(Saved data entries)
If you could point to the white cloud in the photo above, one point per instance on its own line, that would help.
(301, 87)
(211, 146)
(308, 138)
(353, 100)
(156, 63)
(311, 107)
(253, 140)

== Assignment ==
Every entry above should be transcribed exactly as it appears.

== Completed task ==
If you could point to the white cloud in the photo above, one point per instance on its own line, that would help.
(301, 87)
(211, 146)
(308, 138)
(353, 100)
(156, 63)
(311, 107)
(253, 140)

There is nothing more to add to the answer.